### To do:
Write every record out again exactly as given.

### Raw data:
···
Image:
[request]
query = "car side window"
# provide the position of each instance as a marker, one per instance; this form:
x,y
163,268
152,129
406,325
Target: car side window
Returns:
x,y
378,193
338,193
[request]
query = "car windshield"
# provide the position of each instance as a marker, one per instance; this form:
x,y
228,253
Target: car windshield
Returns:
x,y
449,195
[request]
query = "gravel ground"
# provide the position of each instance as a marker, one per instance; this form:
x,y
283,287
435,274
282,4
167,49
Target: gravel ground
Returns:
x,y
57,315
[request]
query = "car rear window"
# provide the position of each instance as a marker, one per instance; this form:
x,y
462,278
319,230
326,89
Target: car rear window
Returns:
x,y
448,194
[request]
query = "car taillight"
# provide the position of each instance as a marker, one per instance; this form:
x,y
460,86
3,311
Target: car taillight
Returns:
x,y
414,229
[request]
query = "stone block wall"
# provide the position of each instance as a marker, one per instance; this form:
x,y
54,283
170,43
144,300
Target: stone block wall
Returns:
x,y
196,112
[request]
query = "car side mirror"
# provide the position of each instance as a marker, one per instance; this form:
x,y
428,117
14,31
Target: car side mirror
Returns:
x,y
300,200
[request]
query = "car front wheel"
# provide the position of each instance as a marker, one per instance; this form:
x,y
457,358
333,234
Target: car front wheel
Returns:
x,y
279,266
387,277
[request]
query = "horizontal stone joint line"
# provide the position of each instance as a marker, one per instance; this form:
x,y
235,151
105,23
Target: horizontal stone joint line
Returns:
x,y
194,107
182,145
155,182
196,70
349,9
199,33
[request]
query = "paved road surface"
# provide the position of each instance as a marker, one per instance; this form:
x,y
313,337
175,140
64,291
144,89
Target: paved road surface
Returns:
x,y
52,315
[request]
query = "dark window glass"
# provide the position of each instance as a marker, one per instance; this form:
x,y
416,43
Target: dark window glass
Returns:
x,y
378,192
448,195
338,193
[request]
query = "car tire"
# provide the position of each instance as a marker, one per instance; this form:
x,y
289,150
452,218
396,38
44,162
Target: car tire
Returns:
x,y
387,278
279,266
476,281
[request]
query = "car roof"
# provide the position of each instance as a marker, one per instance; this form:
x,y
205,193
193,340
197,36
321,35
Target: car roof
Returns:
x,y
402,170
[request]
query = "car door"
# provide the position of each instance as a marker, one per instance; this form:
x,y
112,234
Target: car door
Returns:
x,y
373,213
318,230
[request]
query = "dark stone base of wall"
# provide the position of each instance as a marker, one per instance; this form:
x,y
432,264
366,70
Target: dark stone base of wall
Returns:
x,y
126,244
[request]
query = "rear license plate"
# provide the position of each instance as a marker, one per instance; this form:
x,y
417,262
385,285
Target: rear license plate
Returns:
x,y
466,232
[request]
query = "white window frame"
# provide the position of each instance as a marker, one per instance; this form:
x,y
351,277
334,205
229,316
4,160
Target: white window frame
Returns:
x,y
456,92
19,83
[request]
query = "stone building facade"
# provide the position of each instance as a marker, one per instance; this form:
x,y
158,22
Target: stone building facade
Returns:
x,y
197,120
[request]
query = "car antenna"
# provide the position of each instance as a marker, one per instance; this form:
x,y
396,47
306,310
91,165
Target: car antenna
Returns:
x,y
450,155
···
### Full output:
Image:
[request]
query = "car side window"
# provide the position of each instance as a marker, one per instance; this form:
x,y
163,268
152,129
406,325
Target: car side window
Returns:
x,y
378,193
338,193
[request]
query = "car windshield"
# provide the position of each instance as a marker, one per instance; this form:
x,y
228,253
Target: car windshield
Returns:
x,y
449,195
[request]
query = "gravel ground"
# provide the position of each instance as a marker, one per instance; this form:
x,y
283,287
435,274
282,4
167,49
Target: gravel ground
Returns:
x,y
57,315
[request]
query = "car rear window"
# provide the position of each instance as a marker, one per instance; this form:
x,y
462,278
319,230
326,89
Target: car rear window
Returns:
x,y
448,194
[request]
query = "car taillight"
# provide the position of each instance as a marker, one per instance; this form:
x,y
460,86
3,311
Target: car taillight
Returns:
x,y
414,229
[request]
query = "stone block wall"
# provide the position of each instance as a marker, one per instance; this form:
x,y
54,283
170,43
144,300
Target: stone block wall
Returns:
x,y
196,112
[request]
query = "car side mirror"
# provide the position of each instance as a marker, one per instance; this form:
x,y
428,117
14,31
Target: car side mirror
Returns:
x,y
300,200
[request]
query = "car front wheel"
# provide the position of each instance as a marker, one per instance; this form:
x,y
457,358
333,234
Target: car front wheel
Returns:
x,y
279,266
387,277
[request]
query = "horizontal stone joint line"
# provide the position of each instance as a marker, one per instance; this form:
x,y
235,151
105,23
Target: horizontal stone joint line
Returns:
x,y
194,107
182,145
155,182
196,70
349,9
199,33
[request]
query = "paved road surface"
# provide the position of each instance as a marker, one per instance; this form:
x,y
313,337
175,140
64,291
144,89
Target: paved road surface
Returns:
x,y
52,315
[request]
query = "dark window glass"
# provide the position of each instance as a marker, one per instance; this form:
x,y
416,43
Target: dark window glass
Returns:
x,y
378,192
448,195
338,193
[request]
query = "car tire"
# provide the position of each instance as a marker, one per instance; this form:
x,y
289,150
452,218
396,38
44,162
Target: car tire
Returns:
x,y
387,278
279,266
476,281
[request]
query = "car roof"
# provide the position of each instance as a marker, one per instance; this form:
x,y
205,193
193,340
197,36
321,35
Target: car roof
Returns:
x,y
402,170
[request]
query = "car door"
# provide the position of each instance as a marker, one per instance; this form:
x,y
112,234
Target: car door
Returns:
x,y
373,213
318,230
[request]
query = "dark stone base of wall"
# provide the position of each instance as a marker, one per instance; this form:
x,y
432,264
366,70
Target: dark stone base of wall
Returns:
x,y
126,244
[request]
query = "rear license plate"
# provide the position of each instance as a marker, one per instance; this form:
x,y
417,262
385,285
Target: rear license plate
Returns:
x,y
466,232
[request]
query = "white window frame"
# provide the position of each instance as a marker, one per instance; this form:
x,y
351,277
334,205
229,316
4,160
Target: white window frame
Returns:
x,y
456,92
19,83
[request]
query = "stone building facade"
# provide the position of each instance as a marker, one per instance; this form:
x,y
158,22
Target: stone building facade
Returns:
x,y
197,120
[request]
query = "car antenna"
# provide the position of each instance as a marker, one per instance; this form:
x,y
396,47
306,310
91,165
Target: car antenna
Returns:
x,y
450,155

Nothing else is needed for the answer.